Written exercise:
Copy every line of the material below exactly as it appears.

Data provided:
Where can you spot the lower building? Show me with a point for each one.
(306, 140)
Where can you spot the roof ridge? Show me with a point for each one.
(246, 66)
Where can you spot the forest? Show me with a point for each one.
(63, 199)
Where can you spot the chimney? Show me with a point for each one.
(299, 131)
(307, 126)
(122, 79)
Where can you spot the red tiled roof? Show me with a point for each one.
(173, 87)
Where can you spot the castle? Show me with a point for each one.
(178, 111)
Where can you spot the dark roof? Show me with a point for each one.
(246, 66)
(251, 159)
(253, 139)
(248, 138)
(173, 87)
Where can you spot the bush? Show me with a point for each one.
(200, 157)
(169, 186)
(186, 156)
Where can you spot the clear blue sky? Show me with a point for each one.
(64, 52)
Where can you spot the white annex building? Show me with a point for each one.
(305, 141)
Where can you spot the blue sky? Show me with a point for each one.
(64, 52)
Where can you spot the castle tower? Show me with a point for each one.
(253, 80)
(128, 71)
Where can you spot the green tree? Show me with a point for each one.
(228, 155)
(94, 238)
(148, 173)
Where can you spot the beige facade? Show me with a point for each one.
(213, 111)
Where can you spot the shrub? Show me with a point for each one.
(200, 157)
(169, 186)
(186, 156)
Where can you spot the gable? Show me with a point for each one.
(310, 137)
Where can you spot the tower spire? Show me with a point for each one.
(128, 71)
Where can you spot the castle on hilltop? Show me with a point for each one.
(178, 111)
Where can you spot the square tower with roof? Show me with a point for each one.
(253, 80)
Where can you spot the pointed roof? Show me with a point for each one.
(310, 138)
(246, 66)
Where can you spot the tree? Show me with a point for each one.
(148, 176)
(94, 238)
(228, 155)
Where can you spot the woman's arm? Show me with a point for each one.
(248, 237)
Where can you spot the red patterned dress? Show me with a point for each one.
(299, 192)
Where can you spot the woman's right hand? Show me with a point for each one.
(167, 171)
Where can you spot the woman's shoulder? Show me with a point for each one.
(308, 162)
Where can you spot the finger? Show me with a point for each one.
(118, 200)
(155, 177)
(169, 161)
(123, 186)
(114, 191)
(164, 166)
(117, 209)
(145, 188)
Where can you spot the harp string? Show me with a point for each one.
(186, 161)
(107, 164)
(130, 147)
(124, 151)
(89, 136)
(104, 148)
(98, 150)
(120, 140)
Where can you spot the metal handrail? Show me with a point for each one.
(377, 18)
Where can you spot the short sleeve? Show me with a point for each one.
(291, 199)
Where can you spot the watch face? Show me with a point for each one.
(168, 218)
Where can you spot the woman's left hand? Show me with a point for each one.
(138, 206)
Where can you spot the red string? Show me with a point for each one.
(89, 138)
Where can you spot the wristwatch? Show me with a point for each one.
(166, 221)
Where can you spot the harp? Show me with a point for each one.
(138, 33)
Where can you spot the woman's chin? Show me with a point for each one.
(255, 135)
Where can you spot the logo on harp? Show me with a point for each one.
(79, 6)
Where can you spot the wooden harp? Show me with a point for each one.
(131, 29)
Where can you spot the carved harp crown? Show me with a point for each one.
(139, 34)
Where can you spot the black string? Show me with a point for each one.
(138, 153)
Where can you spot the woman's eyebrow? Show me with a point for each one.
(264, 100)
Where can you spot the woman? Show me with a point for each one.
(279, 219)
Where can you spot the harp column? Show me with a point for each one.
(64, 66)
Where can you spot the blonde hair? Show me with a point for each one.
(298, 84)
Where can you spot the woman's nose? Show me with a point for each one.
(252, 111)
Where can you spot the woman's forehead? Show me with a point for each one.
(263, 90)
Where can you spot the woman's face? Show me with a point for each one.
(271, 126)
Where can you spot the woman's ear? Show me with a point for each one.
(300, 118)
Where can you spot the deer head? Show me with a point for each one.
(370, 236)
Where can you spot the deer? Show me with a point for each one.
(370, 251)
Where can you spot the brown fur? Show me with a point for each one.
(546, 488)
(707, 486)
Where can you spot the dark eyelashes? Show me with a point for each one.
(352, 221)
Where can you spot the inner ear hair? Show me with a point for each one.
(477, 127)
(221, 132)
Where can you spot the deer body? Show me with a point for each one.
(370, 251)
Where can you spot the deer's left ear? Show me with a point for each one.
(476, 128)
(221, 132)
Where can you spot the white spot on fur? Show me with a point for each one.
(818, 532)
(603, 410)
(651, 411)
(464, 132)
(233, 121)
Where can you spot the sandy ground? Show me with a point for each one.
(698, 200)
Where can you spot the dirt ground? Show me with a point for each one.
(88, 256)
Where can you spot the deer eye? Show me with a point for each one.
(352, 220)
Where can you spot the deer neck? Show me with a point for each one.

Response to this task:
Where can you spot the lower building? Show me with a point for each one.
(306, 140)
Where can you spot the roof ridge? Show me with a point for each one.
(246, 66)
Where can you spot the forest? Show me with a point for each one.
(63, 199)
Where can you spot the chimney? Show me with a point for each one.
(299, 131)
(307, 126)
(122, 79)
Where can you spot the red tiled roof? Show me with a point for each one.
(173, 87)
Where can you spot the castle? Show me with a point for each one.
(178, 111)
Where can you spot the dark roof? Show me with a point for each one.
(246, 66)
(251, 159)
(253, 139)
(248, 138)
(173, 87)
Where can you spot the bush? Show me with a point for each one.
(200, 157)
(169, 186)
(186, 156)
Where can you spot the clear blue sky? Show me with a point for each one.
(64, 52)
Where can you spot the white annex building? Show me with a point for each one.
(305, 141)
Where can you spot the blue sky? Show me with a point for each one.
(64, 52)
Where can you spot the castle tower? Show me with a point for each one.
(253, 80)
(128, 71)
Where can you spot the green tree? Show me with a point for each one.
(228, 155)
(94, 238)
(148, 173)
Where can you spot the beige facade? Show me with a point for each one.
(213, 111)
Where can you spot the shrub? Show me with a point for each one.
(200, 157)
(169, 186)
(186, 156)
Where can you spot the gable? Show me with a point for each one.
(310, 137)
Where can you spot the tower spire? Show me with a point for each one.
(128, 71)
Where can you spot the castle on hilltop? Show me with a point for each one.
(178, 111)
Where can you spot the square tower with roof? Show me with a point for each one.
(253, 80)
Where can you spot the pointed roof? Show me with a point for each one.
(310, 138)
(246, 66)
Where can you spot the tree? Show me with a point for each one.
(148, 176)
(94, 238)
(228, 155)
Where can you spot the woman's arm? Show me with a point for each one.
(248, 237)
Where can you spot the red patterned dress? Show me with a point for each one.
(299, 192)
Where can you spot the woman's right hand? Show me with a point for each one.
(167, 171)
Where can you spot the woman's shoulder? Show me with a point for each one.
(308, 162)
Where can you spot the finger? Show me with a point for each one.
(118, 200)
(155, 177)
(169, 161)
(123, 186)
(114, 191)
(164, 166)
(117, 209)
(145, 188)
Where can you spot the harp string? Show me with a point for each one.
(186, 161)
(107, 164)
(130, 147)
(124, 151)
(89, 136)
(104, 148)
(98, 150)
(120, 140)
Where can you spot the metal handrail? Show me with a point for each one.
(377, 18)
Where can you spot the short sleeve? Show me with a point for each one.
(291, 199)
Where can you spot the watch face? Show me with a point for each one.
(168, 218)
Where can you spot the woman's left hand? Show me with a point for each one.
(138, 206)
Where can you spot the red string? Show me with a point for each one.
(89, 138)
Where can you spot the wristwatch? Show me with a point for each one.
(166, 221)
Where can you spot the harp? Show me with a point for each one.
(138, 33)
Where can you spot the woman's chin? Show me with a point for each one.
(255, 135)
Where can you spot the logo on harp? Show me with a point for each one.
(79, 6)
Where can you spot the wooden harp? Show me with a point for each one.
(131, 29)
Where can you spot the carved harp crown? Show me with a point for each one.
(139, 34)
Where can you spot the black string? Show me with a point for each one.
(138, 153)
Where can you spot the woman's eyebrow? Show me with a point for each one.
(264, 100)
Where can you spot the woman? Show me with a point for each one.
(279, 219)
Where can you spot the harp column? Show me with a point for each one.
(64, 66)
Where can you spot the blonde hair? Show me with a point for each one.
(298, 84)
Where can you spot the woman's nose? Show me with a point for each one.
(252, 111)
Where can you spot the woman's forehead? Show me with a point for each one.
(263, 90)
Where can you spot the woman's face? Show me with a point for each one.
(271, 126)
Where can you spot the woman's ear? Show me with a point for each one.
(300, 118)
Where can you spot the deer head? Show me with a point for each one.
(370, 236)
Where can you spot the deer? Show me with a point for each one.
(370, 251)
Where can you spot the brown fur? Show me with a point for each one.
(546, 488)
(707, 486)
Where can you spot the dark eyelashes? Show me with a point for each one.
(352, 221)
Where can you spot the inner ear hair? Show me with a point for each one.
(477, 127)
(221, 132)
Where can you spot the deer body? Show me with a point for each one.
(370, 251)
Where can you spot the deer's left ear? Show me with a point for each one.
(476, 128)
(221, 132)
Where can you spot the white spot on fur? Show me with a point for each one.
(818, 532)
(603, 410)
(651, 411)
(464, 132)
(233, 121)
Where can you spot the sandy ground? Show me with a point for each one.
(698, 200)
Where can you spot the dirt ground? Show me with a point for each one.
(88, 256)
Where can you spot the deer eye? Show me with a point for each one.
(352, 220)
Where can you spot the deer neck? Show me with a point for each one.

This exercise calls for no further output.